What the exercise asks: Count up the lines below where the word "Target" shows up, and respond with the number alone.

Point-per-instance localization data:
◆ ◆ ◆ ◆

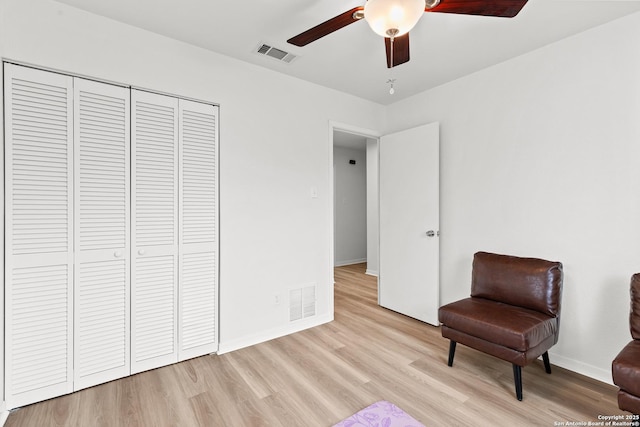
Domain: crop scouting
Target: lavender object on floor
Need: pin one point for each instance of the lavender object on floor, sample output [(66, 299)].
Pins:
[(380, 414)]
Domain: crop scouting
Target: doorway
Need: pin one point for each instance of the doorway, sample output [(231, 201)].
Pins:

◆ ◆ ◆ ◆

Written solution: 2